**Selection**:

EGU24-8927, updated on 08 Mar 2024
https://doi.org/10.5194/egusphere-egu24-8927
EGU General Assembly 2024
© Author(s) 2024. This work is distributed under
the Creative Commons Attribution 4.0 License.

Consistency of resilience indicators in terrestrial vegetation models

Sebastian Bathiany1,2, Lana Blaschke1,2, Andreas Morr1,2, and Niklas Boers1,2,3
Sebastian Bathiany et al.
  • 1Earth System Modelling, School of Engineering and Design, Technical University of Munich, 85521 Ottobrunn, Germany
  • 2Potsdam Institute for Climate Impact Research, Telegrafenberg A 31 14473, Potsdam, Germany 
  • 3Department of Mathematics and Global Systems Institute, University of Exeter, North Park Road, EX4 4QE Exeter, UK

Terrestrial ecosystems are affected by climate change, deforestation and other human influences. There is concern that the resilience of these ecosystems, i.e. their ability to recover from perturbations, is thereby decreased and that their sensitivity to environmental change is increased. In the extreme case, this sensitivity could diverge at a “tipping point”, and propel systems into alternative states. A prominent example is the potential dieback of the Amazon rainforest and the transition to a savanna-like state.

The notion of resilience is a highly complex and multi-faceted concept. Ecological resilience theory and the mathematical properties of dynamical systems suggest that a number of different resilience quantifiers are related to each other, or even equivalent, which would allow improved “resilience monitoring” from space. For instance, indicators based on the phenomenon of “critical slowing down” (CSD) like variance and autocorrelation, and related indicators have been used to detect changes over time. In contrast to empirical recovery rates, these indicators do not require one to directly observe the recovery from rare extreme disturbances. Also, they do not rely on the observation or attribution of the responsible environmental drivers.

**Raw data**:

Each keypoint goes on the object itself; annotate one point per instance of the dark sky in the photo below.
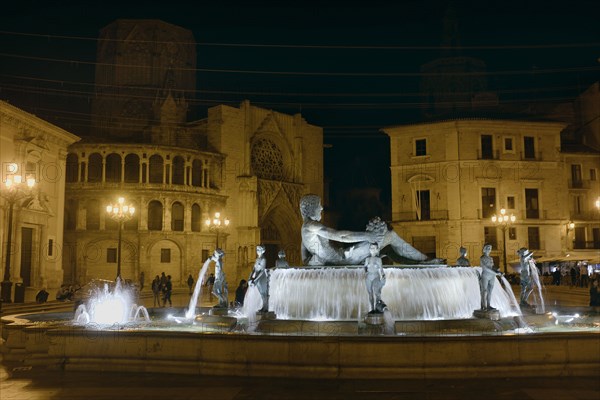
(351, 67)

**Given request**: In the abstract on resilience indicators, what is named as a prominent example of a system crossing a tipping point into an alternative state?

**Solution to this exercise**: The potential dieback of the Amazon rainforest and its transition to a savanna-like state.